**Supplied records:**
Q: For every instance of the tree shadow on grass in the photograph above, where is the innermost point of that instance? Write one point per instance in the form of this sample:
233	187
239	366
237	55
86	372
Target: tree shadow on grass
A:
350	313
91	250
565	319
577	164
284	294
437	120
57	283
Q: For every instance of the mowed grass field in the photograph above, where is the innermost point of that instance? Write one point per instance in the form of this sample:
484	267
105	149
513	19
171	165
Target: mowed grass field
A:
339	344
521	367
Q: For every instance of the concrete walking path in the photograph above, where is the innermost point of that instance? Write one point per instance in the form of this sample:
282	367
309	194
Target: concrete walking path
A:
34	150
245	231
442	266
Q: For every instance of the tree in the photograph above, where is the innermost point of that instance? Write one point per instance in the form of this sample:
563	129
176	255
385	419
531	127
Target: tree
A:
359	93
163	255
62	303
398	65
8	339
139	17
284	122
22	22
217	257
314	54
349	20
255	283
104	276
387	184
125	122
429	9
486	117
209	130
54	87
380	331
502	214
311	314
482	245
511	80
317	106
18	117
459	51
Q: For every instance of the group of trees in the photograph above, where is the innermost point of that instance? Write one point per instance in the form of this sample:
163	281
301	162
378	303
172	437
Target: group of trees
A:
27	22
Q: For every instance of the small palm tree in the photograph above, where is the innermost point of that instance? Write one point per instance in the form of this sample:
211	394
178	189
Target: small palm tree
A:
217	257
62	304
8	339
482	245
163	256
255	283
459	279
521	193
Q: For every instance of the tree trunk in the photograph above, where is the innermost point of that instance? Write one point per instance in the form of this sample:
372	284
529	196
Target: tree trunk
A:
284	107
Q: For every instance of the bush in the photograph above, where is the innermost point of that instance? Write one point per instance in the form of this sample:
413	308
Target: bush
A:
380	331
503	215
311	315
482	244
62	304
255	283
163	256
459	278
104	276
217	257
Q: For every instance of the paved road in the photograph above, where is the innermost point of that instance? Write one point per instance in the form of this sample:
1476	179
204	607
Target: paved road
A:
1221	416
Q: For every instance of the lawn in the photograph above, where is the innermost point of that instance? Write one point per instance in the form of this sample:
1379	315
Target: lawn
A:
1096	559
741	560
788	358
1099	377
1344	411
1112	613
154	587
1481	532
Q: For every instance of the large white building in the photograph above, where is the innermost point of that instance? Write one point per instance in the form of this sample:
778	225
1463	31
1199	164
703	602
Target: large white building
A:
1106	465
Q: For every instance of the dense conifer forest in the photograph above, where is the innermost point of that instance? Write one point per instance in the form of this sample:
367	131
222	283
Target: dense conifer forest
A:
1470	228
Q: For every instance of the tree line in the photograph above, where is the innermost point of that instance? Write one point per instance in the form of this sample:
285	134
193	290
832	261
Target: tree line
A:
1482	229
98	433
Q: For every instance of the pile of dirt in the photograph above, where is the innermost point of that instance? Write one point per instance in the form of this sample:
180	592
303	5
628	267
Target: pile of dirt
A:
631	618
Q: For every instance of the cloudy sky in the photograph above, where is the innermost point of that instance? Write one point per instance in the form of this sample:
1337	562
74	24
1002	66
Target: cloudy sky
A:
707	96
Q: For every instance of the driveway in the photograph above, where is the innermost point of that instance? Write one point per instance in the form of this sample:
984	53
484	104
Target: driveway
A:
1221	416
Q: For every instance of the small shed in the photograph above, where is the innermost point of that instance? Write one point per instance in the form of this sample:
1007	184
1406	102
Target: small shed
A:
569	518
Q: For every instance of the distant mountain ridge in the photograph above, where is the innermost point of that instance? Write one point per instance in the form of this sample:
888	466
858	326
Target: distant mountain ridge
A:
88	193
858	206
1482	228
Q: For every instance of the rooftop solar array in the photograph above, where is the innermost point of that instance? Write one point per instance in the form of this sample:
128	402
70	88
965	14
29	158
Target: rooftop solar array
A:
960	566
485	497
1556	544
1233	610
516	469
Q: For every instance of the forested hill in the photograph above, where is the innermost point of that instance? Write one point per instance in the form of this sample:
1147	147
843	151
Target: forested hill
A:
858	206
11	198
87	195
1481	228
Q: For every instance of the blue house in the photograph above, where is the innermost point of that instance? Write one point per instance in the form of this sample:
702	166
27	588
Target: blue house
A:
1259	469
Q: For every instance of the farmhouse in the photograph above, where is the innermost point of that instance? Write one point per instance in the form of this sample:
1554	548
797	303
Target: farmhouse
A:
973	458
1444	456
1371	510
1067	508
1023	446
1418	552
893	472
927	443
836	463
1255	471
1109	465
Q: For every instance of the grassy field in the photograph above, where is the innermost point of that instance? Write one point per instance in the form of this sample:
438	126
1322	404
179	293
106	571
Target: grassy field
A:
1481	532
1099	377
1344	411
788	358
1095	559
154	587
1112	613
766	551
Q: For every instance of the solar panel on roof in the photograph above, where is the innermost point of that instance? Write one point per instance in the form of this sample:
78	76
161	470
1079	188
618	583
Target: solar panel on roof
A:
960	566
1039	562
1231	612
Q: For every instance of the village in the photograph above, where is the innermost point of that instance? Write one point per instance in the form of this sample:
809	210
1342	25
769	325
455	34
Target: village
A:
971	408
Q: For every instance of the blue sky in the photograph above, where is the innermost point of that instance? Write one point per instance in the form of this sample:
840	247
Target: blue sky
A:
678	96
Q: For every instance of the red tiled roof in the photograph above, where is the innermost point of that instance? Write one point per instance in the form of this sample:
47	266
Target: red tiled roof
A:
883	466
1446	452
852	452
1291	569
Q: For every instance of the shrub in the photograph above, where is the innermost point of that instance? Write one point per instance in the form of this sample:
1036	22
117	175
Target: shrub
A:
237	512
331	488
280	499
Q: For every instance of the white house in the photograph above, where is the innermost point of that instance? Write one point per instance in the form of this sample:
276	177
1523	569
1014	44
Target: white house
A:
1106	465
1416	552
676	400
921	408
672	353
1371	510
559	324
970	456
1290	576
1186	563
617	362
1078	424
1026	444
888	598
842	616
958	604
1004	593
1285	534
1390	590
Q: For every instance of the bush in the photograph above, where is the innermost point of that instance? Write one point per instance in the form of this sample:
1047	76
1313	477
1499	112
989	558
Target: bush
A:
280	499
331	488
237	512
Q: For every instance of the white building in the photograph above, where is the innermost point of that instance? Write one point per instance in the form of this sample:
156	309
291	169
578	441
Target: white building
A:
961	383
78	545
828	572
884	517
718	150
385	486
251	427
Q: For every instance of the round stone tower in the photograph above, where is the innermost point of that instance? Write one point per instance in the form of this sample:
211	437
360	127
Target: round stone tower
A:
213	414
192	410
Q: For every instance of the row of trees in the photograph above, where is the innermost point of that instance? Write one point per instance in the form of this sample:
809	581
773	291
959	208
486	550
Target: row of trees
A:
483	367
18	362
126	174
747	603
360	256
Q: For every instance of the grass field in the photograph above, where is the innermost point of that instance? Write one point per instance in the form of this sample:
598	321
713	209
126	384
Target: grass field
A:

**Task requirements:**
Turn every line of the listing above into a Markdown table with two columns, Row and Line, numbering the rows in order and leaving out blank lines.

**Correct result:**
| Row | Line |
|---|---|
| 1 | Q: For every instance of the tree shadow on grass in the photograph above, where is the innermost point of that instance? Write one point per instance in the form of this sample: |
| 2 | 233	187 |
| 3 | 239	366 |
| 4 | 237	55 |
| 5 | 86	372 |
| 6 | Target: tree shadow on grass |
| 7 | A: |
| 8 | 350	313 |
| 9 | 91	250 |
| 10 | 565	319 |
| 11 | 577	164 |
| 12 | 284	294 |
| 13 | 437	120 |
| 14 | 57	283 |
| 15 | Q: For every instance of the mowed grass field in the photograph above, where is the innermost point of that instance? Write one point per instance in the form of this sample: |
| 16 | 484	267 |
| 17 | 105	149 |
| 18 | 513	19 |
| 19 | 171	165 |
| 20 | Target: mowed grass field |
| 21 | A: |
| 22 | 339	344 |
| 23 | 521	367 |
| 24 | Q: For every instance of the concrete walking path in the photograph above, where is the innermost point of that instance? Write one point per instance in the form of this sample: |
| 25 | 282	367 |
| 26 | 309	194 |
| 27 | Target: concrete walking path |
| 28 | A: |
| 29 | 34	150 |
| 30 | 245	231 |
| 31 | 442	266 |
| 32 | Q: For every instance of the tree in the photograph above, where is the innermost point of that instance? Write one point per instance in the form of this sample: |
| 33 | 563	129 |
| 34 | 176	255 |
| 35 | 385	419 |
| 36 | 531	127 |
| 37 | Target: tree |
| 38 | A: |
| 39 | 359	93 |
| 40 | 163	255 |
| 41 | 62	303 |
| 42 | 398	65 |
| 43 | 8	339 |
| 44 | 139	17 |
| 45 | 284	122 |
| 46 | 22	22 |
| 47 | 217	257 |
| 48 | 314	54 |
| 49 | 349	20 |
| 50 | 255	283 |
| 51 | 104	276 |
| 52 | 387	184 |
| 53 | 125	122 |
| 54 | 429	9 |
| 55 | 486	117 |
| 56 | 209	130 |
| 57 | 54	87 |
| 58 | 380	331 |
| 59 | 502	214 |
| 60 | 311	314 |
| 61 | 482	245 |
| 62 | 511	80 |
| 63 | 317	106 |
| 64 | 18	117 |
| 65 | 459	51 |
| 66 | Q: For every instance of the group of trees in the photograph above, where is the innermost point of that instance? Write one point per instance in the form of this sample: |
| 67 | 163	281 |
| 68 | 301	162 |
| 69 | 378	303 |
| 70 | 172	437 |
| 71 | Target: group of trees |
| 72 | A: |
| 73 | 27	22 |
| 74 | Q: For every instance of the small palm tree in the photograph above, where is the innermost point of that instance? Write one point per instance in the form of this sample: |
| 75 | 211	394 |
| 76 | 178	189 |
| 77 | Target: small palm tree |
| 78 | A: |
| 79 | 217	257 |
| 80 | 62	304 |
| 81 | 8	339 |
| 82 | 482	245 |
| 83 | 163	256 |
| 84 | 255	283 |
| 85 | 459	279 |
| 86 | 521	193 |
| 87 | Q: For every instance of the tree trunk in the photograph above, where is the innermost point of that instance? Write one point per instance in the form of this sample: |
| 88 | 372	284 |
| 89 | 529	196 |
| 90 | Target: tree trunk |
| 91 | A: |
| 92 | 284	107 |
| 93 | Q: For every instance of the bush in the photograph above, where is the innermost point of that instance? Write one point per instance in the form of this sample: |
| 94 | 413	308 |
| 95 | Target: bush |
| 96 | A: |
| 97 | 380	331 |
| 98 | 503	215 |
| 99 | 311	315 |
| 100 | 482	244 |
| 101 | 62	304 |
| 102 | 255	283 |
| 103 | 163	256 |
| 104 | 459	278 |
| 105 | 104	276 |
| 106 | 217	257 |
| 107 | Q: For every instance of the paved road in the photograph above, where is the innermost point of that instance? Write one point per instance in the form of this sample: |
| 108 | 1476	179 |
| 109 | 204	607 |
| 110 | Target: paved road |
| 111 | A: |
| 112 | 1221	416 |
| 113 | Q: For every instance of the lawn in the photograph above, where is the innermost point of that instance? Write one point per instance in the form of this sample: |
| 114 | 1379	315 |
| 115 | Target: lawn |
| 116 | A: |
| 117 | 1096	559 |
| 118 | 741	560 |
| 119 | 788	358 |
| 120 | 1099	377 |
| 121 | 1344	411 |
| 122 | 1112	613 |
| 123 | 154	587 |
| 124 | 1481	532 |
| 125 | Q: For every instance of the large white building in the photograph above, where is the innermost point of that instance? Write one point per instance in the form of this sample: |
| 126 | 778	225 |
| 127 | 1463	31 |
| 128 | 1199	164 |
| 129 | 703	602 |
| 130 | Target: large white building |
| 131 | A: |
| 132 | 1106	465 |
| 133 | Q: For every instance of the dense conifer forest in the photograph above, where is the innermost point of that instance? Write one point per instance in the form of this sample: |
| 134 | 367	131 |
| 135 | 222	283 |
| 136 | Target: dense conifer forest |
| 137 | A: |
| 138 | 1470	228 |
| 139 | Q: For every instance of the tree line in the photograph above, where is the innermost point of that instance? Write one point per instance in the form of this sample: |
| 140 | 285	134 |
| 141 | 193	290 |
| 142 | 832	261 |
| 143 | Target: tree line |
| 144 | A: |
| 145 | 1482	229 |
| 146 | 98	433 |
| 147 | Q: For every instance of the pile of dirt in the photograph above, where is the innermost point of that instance? Write one point per instance in the form of this sample: |
| 148 | 180	592 |
| 149 | 303	5 |
| 150 | 628	267 |
| 151 | Target: pile of dirt |
| 152 | A: |
| 153 | 631	618 |
| 154 | Q: For every instance of the cloudy sky in the photograph above, where is the innermost point of that instance? Write one point per instance in the form of this sample: |
| 155 | 1337	562 |
| 156 | 74	24 |
| 157 | 1002	66 |
| 158 | Target: cloudy sky |
| 159 | A: |
| 160 | 707	96 |
| 161 | Q: For every instance of the driveway in the photograph above, where is the innermost point of that instance? Write one point per instance in the form of this sample: |
| 162 | 984	53 |
| 163 | 484	104 |
| 164 | Target: driveway |
| 165 | A: |
| 166 | 1221	416 |
| 167 | Q: For every instance of the small shed in the photograph above, where is the innermost point of that instance? Write one point per instance in the form of this sample: |
| 168 | 1007	184 |
| 169 | 1406	102 |
| 170 | Target: small shed |
| 171 | A: |
| 172 | 569	518 |
| 173 | Q: For every instance of the distant mountain ridge in the photograph above, where is the innermost point of that instance? Write one point per instance in the form of this sample: |
| 174 | 888	466 |
| 175 | 858	326 |
| 176 | Target: distant mountain ridge |
| 177 | A: |
| 178 | 88	193 |
| 179 | 858	206 |
| 180 | 1482	228 |
| 181 | Q: For every instance of the rooftop solar array in the photograph above, where is the innermost point of that instance? Write one point per instance in the form of this sample: |
| 182 | 128	402 |
| 183 | 70	88 |
| 184 | 965	14 |
| 185 | 29	158 |
| 186 | Target: rooftop solar array |
| 187 | A: |
| 188 | 960	566 |
| 189 | 485	497 |
| 190 | 1556	544 |
| 191 | 1233	610 |
| 192 | 516	469 |
| 193 | Q: For every instance of the forested hill in the photograph above, where is the innermost point of that instance? Write one point per instance in the form of this sample: |
| 194 | 1147	147 |
| 195 | 843	151 |
| 196 | Target: forested hill |
| 197 | A: |
| 198 | 858	206 |
| 199 | 11	198 |
| 200 | 87	195 |
| 201 | 1481	228 |
| 202 | Q: For every instance of the blue house in the photograph above, where is the innermost point of that instance? Write one point per instance in the form of this sample: |
| 203 | 702	166 |
| 204 | 27	588 |
| 205 | Target: blue house |
| 206 | A: |
| 207 | 1259	469 |
| 208 | Q: For every instance of the farmhouse in the photograph above, where is the innermost point of that instance? Write one point per instance in the form of this sample: |
| 209 | 1554	548 |
| 210 | 797	303 |
| 211 | Target: farmhouse |
| 212 | A: |
| 213 | 973	458 |
| 214 | 1444	456 |
| 215 | 1371	510 |
| 216 | 1067	508 |
| 217 | 1023	446 |
| 218 | 1418	552 |
| 219 | 893	472 |
| 220 | 927	443 |
| 221 | 836	463 |
| 222 | 1255	471 |
| 223 | 1109	465 |
| 224 | Q: For every instance of the grassy field in the photograph above, where is the innermost point of that instance? Write one point per instance in the form of this sample: |
| 225 | 438	126 |
| 226 | 1322	404 |
| 227 | 179	293 |
| 228 | 106	571 |
| 229 | Target: grassy field |
| 230 | A: |
| 231 | 1481	532 |
| 232 | 1099	377 |
| 233 | 1344	411 |
| 234 | 788	358 |
| 235 | 1095	559 |
| 236 | 154	587 |
| 237 | 1112	613 |
| 238 | 766	551 |
| 239 | Q: For every instance of the solar panel on roof in the photograph above, where is the innermost point of that instance? Write one point per instance in the form of this sample: |
| 240 | 78	76 |
| 241 | 161	470 |
| 242 | 1079	188 |
| 243 | 618	583 |
| 244 | Target: solar panel on roof |
| 245 | A: |
| 246 | 960	566 |
| 247 | 1039	562 |
| 248 | 1231	612 |
| 249 | Q: For every instance of the village in the photograph above, where is the innermost point of that instance? Write one point per instance in the form of this sample: |
| 250 | 809	210 |
| 251 | 1342	25 |
| 252 | 769	325 |
| 253 | 455	34 |
| 254 | Target: village |
| 255 | A: |
| 256 | 971	408 |
| 257 | Q: For every instance of the blue sky in the photograph above, where is the innermost point of that instance? Write one point per instance in the form of this sample: |
| 258 | 840	247 |
| 259 | Target: blue sky |
| 260 | A: |
| 261 | 678	96 |
| 262 | Q: For every instance of the red tiled roof in the photograph above, where is the innermost point of that instance? Write one point per instance in the form of this sample: |
| 263 | 47	266 |
| 264 | Target: red tiled roof |
| 265 | A: |
| 266 | 883	466 |
| 267 | 1446	452 |
| 268 | 852	452 |
| 269 | 1291	569 |
| 270 | Q: For every instance of the shrub in the photograph above, where is the innermost point of that instance? Write one point per instance in the form of this sample: |
| 271 | 1036	22 |
| 272 | 117	175 |
| 273 | Target: shrub |
| 274 | A: |
| 275 | 237	512 |
| 276 | 331	488 |
| 277 | 280	499 |
| 278 | Q: For every instance of the white house in the photograph above, where is the innermost point of that instance? Write one point per instance in the form of this sample: |
| 279 | 276	177 |
| 280 | 1523	569 |
| 281 | 1014	44 |
| 282 | Target: white house |
| 283 | A: |
| 284 | 1106	465 |
| 285 | 1416	552 |
| 286 | 676	400 |
| 287 | 921	408 |
| 288 | 672	353 |
| 289 | 1371	510 |
| 290 | 559	324 |
| 291 | 970	456 |
| 292 | 1290	576 |
| 293 | 1186	563 |
| 294 | 617	362 |
| 295 | 1078	424 |
| 296 | 1026	444 |
| 297 | 888	598 |
| 298 | 842	616 |
| 299 | 958	604 |
| 300 | 1004	593 |
| 301 | 1285	534 |
| 302 | 1390	590 |
| 303 | Q: For every instance of the bush in the photograph above, where is the innermost point of that instance? Write one point per instance in the form of this sample: |
| 304 | 1047	76 |
| 305 | 1313	477 |
| 306 | 1499	112 |
| 307 | 989	558 |
| 308 | Target: bush |
| 309 | A: |
| 310 | 280	499 |
| 311 | 331	488 |
| 312 | 237	512 |
| 313 | Q: For every instance of the white building in the photograph above, where is the innermost point of that instance? Write one point per instance in the form of this sample: |
| 314 | 156	309 |
| 315 | 291	169 |
| 316 | 578	441 |
| 317 | Target: white building |
| 318 | A: |
| 319 | 961	383 |
| 320 | 78	545 |
| 321 | 828	572 |
| 322 | 884	517 |
| 323 | 718	150 |
| 324 | 385	486 |
| 325 | 251	427 |
| 326 | Q: For every instance of the round stone tower in the photograph above, where is the innermost point of that instance? Write one point per instance in the form of this sample: |
| 327 | 211	437 |
| 328 | 360	127 |
| 329 | Target: round stone tower |
| 330 | A: |
| 331 | 213	414 |
| 332 | 192	410 |
| 333 | Q: For every instance of the row of trees in the photograph above, where is the innermost point of that instance? Write one point per instance in the form of this sample: |
| 334 | 809	581 |
| 335 | 773	291 |
| 336 | 959	208 |
| 337 | 486	550 |
| 338 | Target: row of trees |
| 339 | A: |
| 340 | 483	367 |
| 341 | 18	362 |
| 342 | 126	174 |
| 343 | 747	603 |
| 344 | 360	256 |
| 345 | Q: For every instance of the grass field in the photograph above, where is the innermost point of that instance? Write one point per instance in the form of this sample: |
| 346 | 598	321 |
| 347 | 713	209 |
| 348 | 126	384 |
| 349 | Target: grass field |
| 350 | A: |